# Lab 3: A Deep Dive on `group_by()` and `summarize()` in `dplyr`

The goal of this week's lab is to get yourself more familiar with `dplyr`, specifically `group_by()` and `summarize()`. Consequently, there is some overlap between this week's and last week's materials.

In [None]:
# Install nycflights13 package
install.packages('nycflights13')

Installing package into ‘/usr/local/lib/R/site-library’
(as ‘lib’ is unspecified)



In [None]:
# Load packages
library(tidyverse)
library(nycflights13)

## Lab 2 Review
- ggplot
    - Key Components:
      - Data
      - Aesthetic Mapping
      - Layer(s) of (geom)etric Objects
    - Plots Covered:
      - Scatterplot (geom_point)
      - Boxplot (geom_boxplot)
      - Barplot (geom_bar)
      - Histogram (geom_histogram)

===============

:: Job ::
Answer these questions about the lab page above:
1. Which two `dplyr` functions does the lab focus on?
2. Which package does the first code block install?
3. Which geom function is listed for the histogram in the Lab 2 review?

:: Dataset entries ::
===============

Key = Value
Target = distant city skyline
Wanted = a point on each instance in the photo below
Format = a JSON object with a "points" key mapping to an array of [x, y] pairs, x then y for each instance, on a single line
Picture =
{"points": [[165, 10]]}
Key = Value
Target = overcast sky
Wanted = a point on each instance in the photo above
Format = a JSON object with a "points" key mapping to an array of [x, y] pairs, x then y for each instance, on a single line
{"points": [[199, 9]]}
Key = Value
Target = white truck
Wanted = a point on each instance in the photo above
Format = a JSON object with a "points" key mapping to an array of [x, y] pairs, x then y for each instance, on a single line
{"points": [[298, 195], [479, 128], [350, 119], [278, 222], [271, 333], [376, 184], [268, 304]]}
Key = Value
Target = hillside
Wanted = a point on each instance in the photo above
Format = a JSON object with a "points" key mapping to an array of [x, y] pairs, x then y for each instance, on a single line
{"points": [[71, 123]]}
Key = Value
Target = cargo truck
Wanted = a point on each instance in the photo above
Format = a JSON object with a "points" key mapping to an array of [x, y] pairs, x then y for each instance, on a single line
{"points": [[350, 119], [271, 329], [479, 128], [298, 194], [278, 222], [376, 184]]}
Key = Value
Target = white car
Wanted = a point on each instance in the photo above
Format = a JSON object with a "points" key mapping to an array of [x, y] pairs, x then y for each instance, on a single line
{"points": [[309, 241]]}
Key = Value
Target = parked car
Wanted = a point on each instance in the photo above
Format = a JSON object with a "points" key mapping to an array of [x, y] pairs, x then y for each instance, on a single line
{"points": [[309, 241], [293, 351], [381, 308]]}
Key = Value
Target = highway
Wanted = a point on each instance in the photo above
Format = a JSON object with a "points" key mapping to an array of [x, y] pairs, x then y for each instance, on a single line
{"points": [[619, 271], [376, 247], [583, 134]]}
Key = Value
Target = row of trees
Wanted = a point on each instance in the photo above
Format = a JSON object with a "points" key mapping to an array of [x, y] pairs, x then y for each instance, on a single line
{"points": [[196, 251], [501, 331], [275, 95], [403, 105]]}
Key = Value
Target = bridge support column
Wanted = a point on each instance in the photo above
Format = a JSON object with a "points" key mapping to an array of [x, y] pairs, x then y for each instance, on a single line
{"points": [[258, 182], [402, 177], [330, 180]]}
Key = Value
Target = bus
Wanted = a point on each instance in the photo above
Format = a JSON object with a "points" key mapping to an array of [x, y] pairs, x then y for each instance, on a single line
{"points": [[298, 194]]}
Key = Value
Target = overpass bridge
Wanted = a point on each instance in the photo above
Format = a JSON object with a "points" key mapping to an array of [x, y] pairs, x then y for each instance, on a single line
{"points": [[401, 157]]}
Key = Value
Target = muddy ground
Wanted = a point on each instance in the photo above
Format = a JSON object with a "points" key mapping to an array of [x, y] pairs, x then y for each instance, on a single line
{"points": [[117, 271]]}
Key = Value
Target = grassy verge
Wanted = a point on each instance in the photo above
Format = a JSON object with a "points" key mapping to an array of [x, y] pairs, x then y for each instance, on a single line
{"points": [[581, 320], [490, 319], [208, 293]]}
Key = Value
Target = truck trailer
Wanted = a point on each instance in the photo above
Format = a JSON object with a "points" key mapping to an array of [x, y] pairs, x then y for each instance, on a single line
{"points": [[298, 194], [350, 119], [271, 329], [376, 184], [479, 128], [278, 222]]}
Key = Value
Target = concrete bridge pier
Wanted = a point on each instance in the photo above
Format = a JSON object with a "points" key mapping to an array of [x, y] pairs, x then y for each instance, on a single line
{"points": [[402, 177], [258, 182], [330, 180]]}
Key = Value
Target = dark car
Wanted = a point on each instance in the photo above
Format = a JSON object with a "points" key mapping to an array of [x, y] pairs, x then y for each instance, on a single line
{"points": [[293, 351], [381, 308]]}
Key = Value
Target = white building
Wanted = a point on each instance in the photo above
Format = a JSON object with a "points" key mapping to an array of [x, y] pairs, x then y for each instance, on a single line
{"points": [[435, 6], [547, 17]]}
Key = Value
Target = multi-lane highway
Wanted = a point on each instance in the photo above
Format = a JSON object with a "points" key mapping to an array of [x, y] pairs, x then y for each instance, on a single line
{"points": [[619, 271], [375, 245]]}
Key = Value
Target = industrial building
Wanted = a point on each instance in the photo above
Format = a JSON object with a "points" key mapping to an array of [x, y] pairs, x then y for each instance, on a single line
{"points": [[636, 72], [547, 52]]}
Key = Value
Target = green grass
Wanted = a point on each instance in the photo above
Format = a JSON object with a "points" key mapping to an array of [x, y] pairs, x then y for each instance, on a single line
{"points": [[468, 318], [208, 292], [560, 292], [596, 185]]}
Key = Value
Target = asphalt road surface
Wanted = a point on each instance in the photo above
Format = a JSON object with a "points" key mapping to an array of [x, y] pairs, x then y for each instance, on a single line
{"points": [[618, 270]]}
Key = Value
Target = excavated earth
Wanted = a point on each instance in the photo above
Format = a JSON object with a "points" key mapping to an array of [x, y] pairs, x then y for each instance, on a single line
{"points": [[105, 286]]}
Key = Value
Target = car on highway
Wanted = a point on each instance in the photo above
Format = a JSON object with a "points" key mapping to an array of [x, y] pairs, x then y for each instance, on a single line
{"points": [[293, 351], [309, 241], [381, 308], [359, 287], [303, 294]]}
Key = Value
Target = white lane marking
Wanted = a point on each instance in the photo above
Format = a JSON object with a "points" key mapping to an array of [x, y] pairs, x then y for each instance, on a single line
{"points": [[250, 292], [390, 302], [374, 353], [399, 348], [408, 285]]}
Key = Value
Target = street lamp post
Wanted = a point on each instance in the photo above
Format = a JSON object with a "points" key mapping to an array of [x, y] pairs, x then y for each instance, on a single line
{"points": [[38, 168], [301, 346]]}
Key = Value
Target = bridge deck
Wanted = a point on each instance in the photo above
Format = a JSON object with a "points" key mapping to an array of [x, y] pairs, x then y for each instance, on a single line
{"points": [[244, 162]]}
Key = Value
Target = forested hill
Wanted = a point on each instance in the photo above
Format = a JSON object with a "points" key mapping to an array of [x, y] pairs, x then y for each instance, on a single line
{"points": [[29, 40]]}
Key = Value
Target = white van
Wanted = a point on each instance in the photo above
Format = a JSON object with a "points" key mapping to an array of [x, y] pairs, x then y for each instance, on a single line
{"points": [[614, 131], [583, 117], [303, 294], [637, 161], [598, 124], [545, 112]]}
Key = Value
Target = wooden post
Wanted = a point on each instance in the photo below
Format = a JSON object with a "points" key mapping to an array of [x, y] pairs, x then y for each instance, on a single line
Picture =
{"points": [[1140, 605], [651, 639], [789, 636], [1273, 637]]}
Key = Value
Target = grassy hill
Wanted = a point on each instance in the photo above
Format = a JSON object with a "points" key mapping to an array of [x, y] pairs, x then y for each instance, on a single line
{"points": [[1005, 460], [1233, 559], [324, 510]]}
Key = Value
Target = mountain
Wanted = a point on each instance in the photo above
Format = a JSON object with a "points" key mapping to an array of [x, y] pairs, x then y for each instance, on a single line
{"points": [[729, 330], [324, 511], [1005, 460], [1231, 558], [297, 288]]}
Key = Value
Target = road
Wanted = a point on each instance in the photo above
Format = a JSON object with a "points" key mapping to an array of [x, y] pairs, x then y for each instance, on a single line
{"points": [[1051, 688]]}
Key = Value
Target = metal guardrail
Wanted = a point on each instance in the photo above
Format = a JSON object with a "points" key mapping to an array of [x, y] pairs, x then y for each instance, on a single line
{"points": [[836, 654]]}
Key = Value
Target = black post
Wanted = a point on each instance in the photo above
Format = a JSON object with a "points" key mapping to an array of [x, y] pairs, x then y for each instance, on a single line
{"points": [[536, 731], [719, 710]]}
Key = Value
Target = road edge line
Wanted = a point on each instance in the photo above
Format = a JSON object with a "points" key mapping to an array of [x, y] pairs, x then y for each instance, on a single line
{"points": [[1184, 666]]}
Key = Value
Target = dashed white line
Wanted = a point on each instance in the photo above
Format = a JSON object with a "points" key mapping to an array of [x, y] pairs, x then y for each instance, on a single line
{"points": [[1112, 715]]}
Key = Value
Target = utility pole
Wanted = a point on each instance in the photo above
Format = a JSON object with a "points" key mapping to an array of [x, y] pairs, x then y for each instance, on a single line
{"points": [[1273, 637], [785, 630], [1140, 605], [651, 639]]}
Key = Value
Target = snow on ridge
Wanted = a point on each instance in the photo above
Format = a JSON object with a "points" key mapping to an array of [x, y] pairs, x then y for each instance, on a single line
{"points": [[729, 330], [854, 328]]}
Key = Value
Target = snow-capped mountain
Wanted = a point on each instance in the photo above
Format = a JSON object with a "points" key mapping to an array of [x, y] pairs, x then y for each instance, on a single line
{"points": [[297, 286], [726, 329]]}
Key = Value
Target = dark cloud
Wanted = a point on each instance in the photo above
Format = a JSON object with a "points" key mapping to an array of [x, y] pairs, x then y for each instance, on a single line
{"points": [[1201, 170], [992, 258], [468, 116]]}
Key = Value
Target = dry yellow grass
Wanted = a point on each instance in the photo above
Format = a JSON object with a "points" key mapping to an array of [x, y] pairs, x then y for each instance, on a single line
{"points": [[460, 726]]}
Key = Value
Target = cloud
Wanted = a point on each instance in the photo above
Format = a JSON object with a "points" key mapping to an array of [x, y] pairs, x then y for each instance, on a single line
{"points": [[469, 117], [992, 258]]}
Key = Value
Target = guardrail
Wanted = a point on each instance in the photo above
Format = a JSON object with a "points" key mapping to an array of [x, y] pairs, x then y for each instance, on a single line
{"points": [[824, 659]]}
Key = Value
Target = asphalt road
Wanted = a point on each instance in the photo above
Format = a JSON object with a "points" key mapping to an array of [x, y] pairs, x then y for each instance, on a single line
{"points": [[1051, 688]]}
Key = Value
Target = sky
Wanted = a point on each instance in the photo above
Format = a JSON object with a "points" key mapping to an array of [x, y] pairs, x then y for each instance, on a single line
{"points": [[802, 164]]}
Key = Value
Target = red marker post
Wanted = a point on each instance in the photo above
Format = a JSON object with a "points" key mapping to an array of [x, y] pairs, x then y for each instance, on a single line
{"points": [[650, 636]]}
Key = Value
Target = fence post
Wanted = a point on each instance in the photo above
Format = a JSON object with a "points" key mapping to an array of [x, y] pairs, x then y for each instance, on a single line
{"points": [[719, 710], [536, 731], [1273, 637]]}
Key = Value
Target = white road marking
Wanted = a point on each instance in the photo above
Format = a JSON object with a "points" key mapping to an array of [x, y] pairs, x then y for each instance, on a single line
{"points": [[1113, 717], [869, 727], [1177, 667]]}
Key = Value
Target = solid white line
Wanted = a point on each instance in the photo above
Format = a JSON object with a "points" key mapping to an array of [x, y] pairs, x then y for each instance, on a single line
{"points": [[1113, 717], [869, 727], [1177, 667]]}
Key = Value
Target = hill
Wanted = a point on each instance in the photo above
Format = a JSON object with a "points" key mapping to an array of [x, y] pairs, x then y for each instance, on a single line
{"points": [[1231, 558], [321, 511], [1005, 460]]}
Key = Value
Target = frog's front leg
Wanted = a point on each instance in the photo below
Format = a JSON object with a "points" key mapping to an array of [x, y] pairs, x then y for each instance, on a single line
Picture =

===============

:: Output ::
1. `group_by()` and `summarize()`
2. `nycflights13`
3. `geom_histogram`